Reproduce exactly the lines of the material beneath, from the line that contains "Query: orange sky" to the line that contains "# a single point is shaped like point(547, 84)", both included, and no other lines.

◆ ◆ ◆

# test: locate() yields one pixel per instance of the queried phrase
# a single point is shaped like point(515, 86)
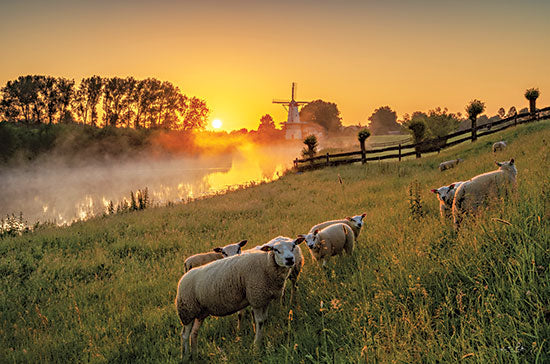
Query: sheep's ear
point(299, 239)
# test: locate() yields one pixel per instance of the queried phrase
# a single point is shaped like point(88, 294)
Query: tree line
point(124, 102)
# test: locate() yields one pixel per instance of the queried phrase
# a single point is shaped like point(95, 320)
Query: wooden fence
point(405, 150)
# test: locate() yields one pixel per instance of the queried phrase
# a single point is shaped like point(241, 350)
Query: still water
point(55, 192)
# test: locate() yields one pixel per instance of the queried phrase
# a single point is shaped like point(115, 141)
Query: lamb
point(474, 192)
point(445, 195)
point(228, 285)
point(218, 253)
point(355, 223)
point(499, 146)
point(330, 241)
point(449, 164)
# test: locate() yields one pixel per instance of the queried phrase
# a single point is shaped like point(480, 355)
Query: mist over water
point(54, 191)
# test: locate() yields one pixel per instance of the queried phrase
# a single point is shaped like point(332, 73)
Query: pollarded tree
point(362, 136)
point(532, 94)
point(474, 108)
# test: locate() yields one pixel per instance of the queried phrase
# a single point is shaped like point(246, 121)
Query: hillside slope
point(413, 291)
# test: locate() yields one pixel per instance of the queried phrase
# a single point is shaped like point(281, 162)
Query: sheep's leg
point(240, 315)
point(194, 333)
point(185, 331)
point(260, 316)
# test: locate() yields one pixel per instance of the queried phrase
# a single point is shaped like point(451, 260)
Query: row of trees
point(127, 102)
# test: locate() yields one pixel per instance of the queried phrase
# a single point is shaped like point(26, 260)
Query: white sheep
point(449, 164)
point(499, 146)
point(218, 253)
point(298, 262)
point(473, 193)
point(445, 195)
point(228, 285)
point(330, 241)
point(355, 223)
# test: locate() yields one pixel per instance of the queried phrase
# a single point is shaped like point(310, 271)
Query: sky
point(240, 55)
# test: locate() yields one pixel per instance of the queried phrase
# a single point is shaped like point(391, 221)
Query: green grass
point(413, 291)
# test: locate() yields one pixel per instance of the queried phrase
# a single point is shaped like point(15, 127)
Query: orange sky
point(239, 55)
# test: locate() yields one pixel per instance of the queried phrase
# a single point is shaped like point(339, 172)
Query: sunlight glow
point(217, 123)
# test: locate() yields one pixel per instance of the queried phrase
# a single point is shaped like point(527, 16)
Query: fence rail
point(432, 145)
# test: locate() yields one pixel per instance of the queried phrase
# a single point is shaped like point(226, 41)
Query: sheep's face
point(508, 166)
point(356, 221)
point(445, 194)
point(231, 249)
point(283, 250)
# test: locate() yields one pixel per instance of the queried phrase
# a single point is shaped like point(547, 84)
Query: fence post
point(400, 152)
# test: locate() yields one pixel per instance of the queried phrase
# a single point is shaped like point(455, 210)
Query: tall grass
point(413, 291)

◆ ◆ ◆

SOLUTION TO THE PROBLEM:
Query: orange sky
point(239, 55)
# test: locate() yields one pixel per instance of the queried phrase
# a single point is shaped like point(339, 172)
Query: sunlight glow
point(217, 123)
# test: locate() yields one pixel per instance of the queried phrase
# a single point is shaped like point(527, 16)
Query: fence rail
point(432, 145)
# test: locate() yields one pixel per instance of the queried phrase
# a single point is shaped like point(226, 41)
Query: sheep's face
point(508, 166)
point(356, 221)
point(445, 194)
point(231, 249)
point(283, 250)
# test: locate() yields one pixel per instance of the queried phrase
# a single point is shaped like point(547, 84)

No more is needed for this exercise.